**Lesetext:**
▬▬▬▬▬▬
Fritz ist sauer. So richtig sauer. Bis vor Kurzem hat er noch einen kleinen Laden betrieben, in dem er Kameras und allerhand Dinge rund um die Fotografie angeboten hat. Das Geschäft lief gut, aber man muss und will sich ja weiterentwickeln. Deshalb hat er kurzerhand einen Online-Shop gestartet und dort die Ware angeboten. Die erste Bestellung geht ein, eine schöne teure Spiegelreflexkamera wandert über die virtuelle Ladentheke und macht sich auf zu ihrem Empfänger. Doch die auf der Rechnung genannten fälligen Kosten will der Käufer einfach nicht bezahlen. Es kommt und kommt zu keinem Geldeingang. 

Naja, denkt sich Fritz, hole ich mir halt professionelle Unterstützung. Gemeinsam mit seinem Nachbarn macht er sich auf den Weg zum Käufer der Kamera. Dieser wird sogleich von beiden kopfüber geschüttelt, bis das Geld aufhört zu rieseln, die Kamera und die um die Ecke schauende Perserkatze des Käufers nehmen die beiden auch noch mit – Forderung so gut wie beglichen, denken sie.

„Früher litten wir an Verbrechen, heute an Gesetzen“

Dass man ganz glücklich damit sein kann, heute nicht mehr unter dem lange vor der Existenz von Spiegelreflexkameras gepflegten Faustrecht zu leben, finden vermutlich auch die Leser dieses Artikels. Heute gibt es allgemeine und gesetzte Verhaltensregeln, an denen wir uns orientieren können. Es gibt eine gewisse Ordnung und es gibt Rechtssicherheit – schon dadurch, dass bestimmte Verhaltensregeln für jedermann grundsätzlich verbindlich festgehalten sind.
▬▬▬▬▬▬
**Bereitgestellte Angaben:**
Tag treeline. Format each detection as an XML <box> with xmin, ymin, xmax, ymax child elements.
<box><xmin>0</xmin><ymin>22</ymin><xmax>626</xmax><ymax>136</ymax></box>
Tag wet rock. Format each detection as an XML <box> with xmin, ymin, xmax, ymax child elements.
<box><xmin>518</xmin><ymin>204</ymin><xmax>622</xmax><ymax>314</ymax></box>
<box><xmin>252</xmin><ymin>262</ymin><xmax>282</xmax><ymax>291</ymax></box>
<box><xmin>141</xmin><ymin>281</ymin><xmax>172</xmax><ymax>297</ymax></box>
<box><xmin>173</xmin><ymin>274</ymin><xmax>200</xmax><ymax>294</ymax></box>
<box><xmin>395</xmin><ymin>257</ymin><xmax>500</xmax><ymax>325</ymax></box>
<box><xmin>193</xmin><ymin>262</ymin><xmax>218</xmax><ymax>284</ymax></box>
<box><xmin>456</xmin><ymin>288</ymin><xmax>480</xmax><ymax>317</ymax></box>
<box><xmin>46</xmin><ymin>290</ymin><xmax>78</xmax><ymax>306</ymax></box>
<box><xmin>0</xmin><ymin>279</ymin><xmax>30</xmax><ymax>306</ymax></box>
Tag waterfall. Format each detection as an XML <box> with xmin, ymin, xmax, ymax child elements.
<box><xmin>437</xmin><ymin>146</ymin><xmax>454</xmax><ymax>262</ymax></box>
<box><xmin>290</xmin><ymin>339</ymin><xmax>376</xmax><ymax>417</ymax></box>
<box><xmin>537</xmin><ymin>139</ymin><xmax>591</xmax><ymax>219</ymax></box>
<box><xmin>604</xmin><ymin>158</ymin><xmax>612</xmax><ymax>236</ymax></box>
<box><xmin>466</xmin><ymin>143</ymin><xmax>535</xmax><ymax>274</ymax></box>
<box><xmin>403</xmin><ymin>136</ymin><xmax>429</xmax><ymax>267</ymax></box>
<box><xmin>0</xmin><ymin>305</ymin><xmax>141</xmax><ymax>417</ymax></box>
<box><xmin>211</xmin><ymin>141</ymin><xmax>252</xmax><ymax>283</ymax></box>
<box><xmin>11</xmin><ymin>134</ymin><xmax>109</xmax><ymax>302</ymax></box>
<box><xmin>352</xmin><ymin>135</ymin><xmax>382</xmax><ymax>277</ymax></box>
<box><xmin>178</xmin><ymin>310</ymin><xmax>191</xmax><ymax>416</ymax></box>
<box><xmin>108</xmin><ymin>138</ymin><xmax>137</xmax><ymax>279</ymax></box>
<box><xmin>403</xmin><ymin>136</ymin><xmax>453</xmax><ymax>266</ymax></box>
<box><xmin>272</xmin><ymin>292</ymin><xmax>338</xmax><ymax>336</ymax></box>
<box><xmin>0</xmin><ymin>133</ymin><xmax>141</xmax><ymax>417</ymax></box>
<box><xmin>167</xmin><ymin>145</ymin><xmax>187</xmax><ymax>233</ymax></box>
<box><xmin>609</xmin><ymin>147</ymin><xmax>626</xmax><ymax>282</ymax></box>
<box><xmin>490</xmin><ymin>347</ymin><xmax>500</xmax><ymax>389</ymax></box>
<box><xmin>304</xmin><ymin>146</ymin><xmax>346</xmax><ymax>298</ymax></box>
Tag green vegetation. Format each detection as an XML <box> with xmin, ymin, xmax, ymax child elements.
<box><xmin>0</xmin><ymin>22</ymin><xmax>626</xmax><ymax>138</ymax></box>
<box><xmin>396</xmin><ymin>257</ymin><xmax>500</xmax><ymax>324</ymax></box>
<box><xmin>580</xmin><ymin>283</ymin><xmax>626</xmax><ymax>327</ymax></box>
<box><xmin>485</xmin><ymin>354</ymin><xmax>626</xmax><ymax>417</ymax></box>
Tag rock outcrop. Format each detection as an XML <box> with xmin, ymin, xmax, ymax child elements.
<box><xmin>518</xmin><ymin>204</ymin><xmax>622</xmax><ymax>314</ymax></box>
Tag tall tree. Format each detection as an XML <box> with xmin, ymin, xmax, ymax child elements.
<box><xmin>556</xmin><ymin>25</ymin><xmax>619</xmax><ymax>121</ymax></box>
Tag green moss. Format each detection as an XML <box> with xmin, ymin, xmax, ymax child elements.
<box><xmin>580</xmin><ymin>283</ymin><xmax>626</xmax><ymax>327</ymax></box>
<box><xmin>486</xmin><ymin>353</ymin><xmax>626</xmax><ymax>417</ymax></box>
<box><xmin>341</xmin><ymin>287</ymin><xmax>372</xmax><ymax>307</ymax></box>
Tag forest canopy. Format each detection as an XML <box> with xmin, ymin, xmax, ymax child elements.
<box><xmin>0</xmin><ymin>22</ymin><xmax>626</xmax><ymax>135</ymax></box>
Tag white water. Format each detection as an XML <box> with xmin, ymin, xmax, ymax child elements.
▬▬▬▬▬▬
**Deine Aufgabe:** Schreib aus dem Lesetext alles von „Naja, denkt sich“ bis hinunter zu „verbindlich festgehalten sind.“ wortgetreu ab.

**Endergebnis:**
Naja, denkt sich Fritz, hole ich mir halt professionelle Unterstützung. Gemeinsam mit seinem Nachbarn macht er sich auf den Weg zum Käufer der Kamera. Dieser wird sogleich von beiden kopfüber geschüttelt, bis das Geld aufhört zu rieseln, die Kamera und die um die Ecke schauende Perserkatze des Käufers nehmen die beiden auch noch mit – Forderung so gut wie beglichen, denken sie.

„Früher litten wir an Verbrechen, heute an Gesetzen“

Dass man ganz glücklich damit sein kann, heute nicht mehr unter dem lange vor der Existenz von Spiegelreflexkameras gepflegten Faustrecht zu leben, finden vermutlich auch die Leser dieses Artikels. Heute gibt es allgemeine und gesetzte Verhaltensregeln, an denen wir uns orientieren können. Es gibt eine gewisse Ordnung und es gibt Rechtssicherheit – schon dadurch, dass bestimmte Verhaltensregeln für jedermann grundsätzlich verbindlich festgehalten sind.